● **RECORD SET**:

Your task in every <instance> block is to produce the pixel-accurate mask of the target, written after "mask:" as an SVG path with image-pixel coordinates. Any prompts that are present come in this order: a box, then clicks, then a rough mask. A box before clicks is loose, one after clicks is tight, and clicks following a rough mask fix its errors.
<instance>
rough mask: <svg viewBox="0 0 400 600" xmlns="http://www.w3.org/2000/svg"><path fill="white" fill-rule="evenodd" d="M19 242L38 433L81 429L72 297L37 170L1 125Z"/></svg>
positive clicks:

--

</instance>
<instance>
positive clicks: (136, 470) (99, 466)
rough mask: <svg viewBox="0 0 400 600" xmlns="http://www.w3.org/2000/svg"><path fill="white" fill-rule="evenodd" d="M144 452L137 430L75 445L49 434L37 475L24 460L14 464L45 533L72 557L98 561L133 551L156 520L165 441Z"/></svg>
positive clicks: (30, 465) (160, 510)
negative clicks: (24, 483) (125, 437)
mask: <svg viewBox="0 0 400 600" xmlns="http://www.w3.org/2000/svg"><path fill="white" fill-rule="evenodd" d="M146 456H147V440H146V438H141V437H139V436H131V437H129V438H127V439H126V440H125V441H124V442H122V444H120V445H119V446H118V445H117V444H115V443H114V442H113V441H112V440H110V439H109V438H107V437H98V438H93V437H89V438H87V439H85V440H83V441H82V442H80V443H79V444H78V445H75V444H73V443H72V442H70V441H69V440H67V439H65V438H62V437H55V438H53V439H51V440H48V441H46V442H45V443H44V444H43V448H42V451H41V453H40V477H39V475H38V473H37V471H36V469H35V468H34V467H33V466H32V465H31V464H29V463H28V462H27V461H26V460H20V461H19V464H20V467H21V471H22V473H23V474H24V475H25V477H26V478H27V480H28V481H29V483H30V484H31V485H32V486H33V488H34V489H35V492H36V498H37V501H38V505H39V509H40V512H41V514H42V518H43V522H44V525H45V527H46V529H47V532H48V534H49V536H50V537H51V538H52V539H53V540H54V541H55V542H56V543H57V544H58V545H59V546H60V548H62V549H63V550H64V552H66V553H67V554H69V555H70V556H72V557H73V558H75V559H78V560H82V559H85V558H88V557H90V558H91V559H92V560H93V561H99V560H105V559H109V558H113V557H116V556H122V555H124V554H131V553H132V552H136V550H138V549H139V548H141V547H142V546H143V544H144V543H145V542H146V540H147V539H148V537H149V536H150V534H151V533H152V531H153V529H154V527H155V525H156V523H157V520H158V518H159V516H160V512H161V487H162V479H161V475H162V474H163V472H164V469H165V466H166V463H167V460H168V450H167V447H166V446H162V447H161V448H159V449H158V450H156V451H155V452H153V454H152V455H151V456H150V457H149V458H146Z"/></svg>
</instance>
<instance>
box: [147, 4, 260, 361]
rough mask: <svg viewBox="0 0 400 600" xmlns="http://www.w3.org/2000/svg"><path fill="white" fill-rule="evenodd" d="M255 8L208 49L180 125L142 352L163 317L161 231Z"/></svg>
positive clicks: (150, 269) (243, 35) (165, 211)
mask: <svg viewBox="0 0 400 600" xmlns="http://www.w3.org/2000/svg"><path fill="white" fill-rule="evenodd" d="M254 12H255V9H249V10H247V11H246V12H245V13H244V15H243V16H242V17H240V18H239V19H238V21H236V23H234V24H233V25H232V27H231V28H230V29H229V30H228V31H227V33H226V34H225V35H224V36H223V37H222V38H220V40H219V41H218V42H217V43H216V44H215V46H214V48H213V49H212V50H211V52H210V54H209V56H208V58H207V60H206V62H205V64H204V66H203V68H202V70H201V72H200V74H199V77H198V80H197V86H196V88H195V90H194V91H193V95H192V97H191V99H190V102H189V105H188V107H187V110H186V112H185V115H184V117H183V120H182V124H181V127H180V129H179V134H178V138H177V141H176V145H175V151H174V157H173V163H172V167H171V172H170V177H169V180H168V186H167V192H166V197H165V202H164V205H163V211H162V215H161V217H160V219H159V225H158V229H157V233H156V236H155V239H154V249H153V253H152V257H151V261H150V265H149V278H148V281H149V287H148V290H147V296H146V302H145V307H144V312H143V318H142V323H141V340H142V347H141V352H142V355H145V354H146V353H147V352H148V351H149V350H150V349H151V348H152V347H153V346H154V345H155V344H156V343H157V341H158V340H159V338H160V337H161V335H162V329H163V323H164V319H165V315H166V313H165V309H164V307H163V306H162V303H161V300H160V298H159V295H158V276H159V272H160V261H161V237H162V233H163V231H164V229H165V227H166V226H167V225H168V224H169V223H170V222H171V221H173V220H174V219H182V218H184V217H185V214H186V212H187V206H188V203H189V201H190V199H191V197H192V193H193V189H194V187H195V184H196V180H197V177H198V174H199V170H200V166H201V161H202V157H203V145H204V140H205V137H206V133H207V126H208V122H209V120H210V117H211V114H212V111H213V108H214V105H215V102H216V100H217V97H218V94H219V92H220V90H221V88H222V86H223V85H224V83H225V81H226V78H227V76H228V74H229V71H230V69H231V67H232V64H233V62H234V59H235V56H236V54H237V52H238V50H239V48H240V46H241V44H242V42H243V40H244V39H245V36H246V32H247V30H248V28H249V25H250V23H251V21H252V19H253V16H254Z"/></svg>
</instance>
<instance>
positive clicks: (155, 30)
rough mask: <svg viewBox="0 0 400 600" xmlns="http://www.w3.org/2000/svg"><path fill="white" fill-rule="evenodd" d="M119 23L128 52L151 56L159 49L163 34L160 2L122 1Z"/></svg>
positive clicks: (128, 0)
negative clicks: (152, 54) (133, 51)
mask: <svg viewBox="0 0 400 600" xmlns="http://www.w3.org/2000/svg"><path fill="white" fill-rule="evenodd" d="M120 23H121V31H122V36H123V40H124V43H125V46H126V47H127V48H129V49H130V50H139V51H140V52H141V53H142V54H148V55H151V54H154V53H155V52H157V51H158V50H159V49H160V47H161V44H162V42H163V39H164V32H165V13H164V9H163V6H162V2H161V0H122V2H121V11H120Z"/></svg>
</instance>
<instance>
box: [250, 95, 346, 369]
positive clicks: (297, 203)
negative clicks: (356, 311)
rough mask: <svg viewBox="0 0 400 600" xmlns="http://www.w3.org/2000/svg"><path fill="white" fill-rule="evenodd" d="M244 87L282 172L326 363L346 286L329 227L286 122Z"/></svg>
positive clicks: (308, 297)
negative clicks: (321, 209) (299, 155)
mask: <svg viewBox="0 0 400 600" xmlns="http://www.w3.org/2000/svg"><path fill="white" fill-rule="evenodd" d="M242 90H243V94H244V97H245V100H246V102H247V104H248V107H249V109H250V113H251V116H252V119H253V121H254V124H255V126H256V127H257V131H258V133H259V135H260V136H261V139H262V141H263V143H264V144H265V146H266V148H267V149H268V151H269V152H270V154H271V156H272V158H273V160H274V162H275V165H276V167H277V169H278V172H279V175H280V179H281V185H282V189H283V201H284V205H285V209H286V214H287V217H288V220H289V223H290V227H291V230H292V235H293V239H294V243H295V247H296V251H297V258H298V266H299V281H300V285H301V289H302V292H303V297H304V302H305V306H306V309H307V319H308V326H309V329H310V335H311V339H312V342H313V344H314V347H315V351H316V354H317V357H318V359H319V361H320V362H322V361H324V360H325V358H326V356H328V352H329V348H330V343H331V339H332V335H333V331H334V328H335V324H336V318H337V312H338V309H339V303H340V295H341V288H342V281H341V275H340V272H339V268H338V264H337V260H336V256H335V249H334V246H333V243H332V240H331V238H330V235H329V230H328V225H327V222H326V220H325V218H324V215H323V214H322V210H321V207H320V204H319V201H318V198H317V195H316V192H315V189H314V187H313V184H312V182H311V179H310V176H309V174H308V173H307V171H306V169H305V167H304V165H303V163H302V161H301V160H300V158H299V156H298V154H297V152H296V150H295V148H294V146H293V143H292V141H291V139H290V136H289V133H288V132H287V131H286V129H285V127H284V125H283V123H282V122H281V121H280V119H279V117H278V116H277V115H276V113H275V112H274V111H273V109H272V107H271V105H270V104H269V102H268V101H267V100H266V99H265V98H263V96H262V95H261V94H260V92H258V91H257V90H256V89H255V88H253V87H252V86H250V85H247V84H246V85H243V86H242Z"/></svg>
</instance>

* * *

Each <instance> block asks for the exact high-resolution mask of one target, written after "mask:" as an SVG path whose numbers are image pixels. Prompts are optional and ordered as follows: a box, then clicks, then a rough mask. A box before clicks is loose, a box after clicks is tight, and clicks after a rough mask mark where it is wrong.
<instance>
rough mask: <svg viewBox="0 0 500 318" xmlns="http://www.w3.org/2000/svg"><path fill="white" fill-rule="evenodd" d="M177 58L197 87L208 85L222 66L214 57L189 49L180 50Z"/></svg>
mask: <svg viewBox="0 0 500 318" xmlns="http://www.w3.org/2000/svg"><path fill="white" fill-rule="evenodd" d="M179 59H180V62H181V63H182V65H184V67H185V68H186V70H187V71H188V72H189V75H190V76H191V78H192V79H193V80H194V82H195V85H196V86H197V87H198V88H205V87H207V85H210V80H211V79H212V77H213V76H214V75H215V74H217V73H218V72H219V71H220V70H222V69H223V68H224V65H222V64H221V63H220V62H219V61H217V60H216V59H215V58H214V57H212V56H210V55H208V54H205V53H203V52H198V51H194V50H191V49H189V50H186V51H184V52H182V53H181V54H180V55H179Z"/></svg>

● **TASK OBJECTIVE**:
Rewrite the lines between the one containing "negative clicks: (152, 54) (133, 51)" and the one containing "positive clicks: (308, 297)", inclusive, with "positive clicks" changed to "include clicks" and nothing else altered.

● **RESPONSE TO THIS EXERCISE**:
negative clicks: (152, 54) (133, 51)
mask: <svg viewBox="0 0 400 600" xmlns="http://www.w3.org/2000/svg"><path fill="white" fill-rule="evenodd" d="M120 23H121V31H122V36H123V40H124V43H125V46H126V47H127V48H129V49H130V50H139V51H140V52H141V53H142V54H148V55H151V54H154V53H155V52H157V51H158V50H159V49H160V47H161V44H162V42H163V39H164V32H165V13H164V9H163V6H162V2H161V0H122V2H121V11H120Z"/></svg>
</instance>
<instance>
box: [250, 95, 346, 369]
include clicks: (297, 203)
negative clicks: (356, 311)
rough mask: <svg viewBox="0 0 400 600" xmlns="http://www.w3.org/2000/svg"><path fill="white" fill-rule="evenodd" d="M244 87L282 172L326 363L346 286L329 227L286 122Z"/></svg>
include clicks: (308, 297)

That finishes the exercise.